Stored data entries
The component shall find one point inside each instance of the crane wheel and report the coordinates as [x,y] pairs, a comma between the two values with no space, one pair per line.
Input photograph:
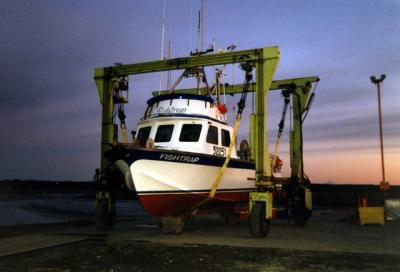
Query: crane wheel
[105,215]
[299,216]
[259,225]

_Exercise description_.
Only the text of the records above, copied exactly, should be returned; the pictures stay out.

_Your response_.
The component shall find one point inside each instance of the crane wheel and report the coordinates as [x,y] pairs, a comma between the two values with no space, one pair per line.
Input photograph:
Query: crane wheel
[105,215]
[299,216]
[259,225]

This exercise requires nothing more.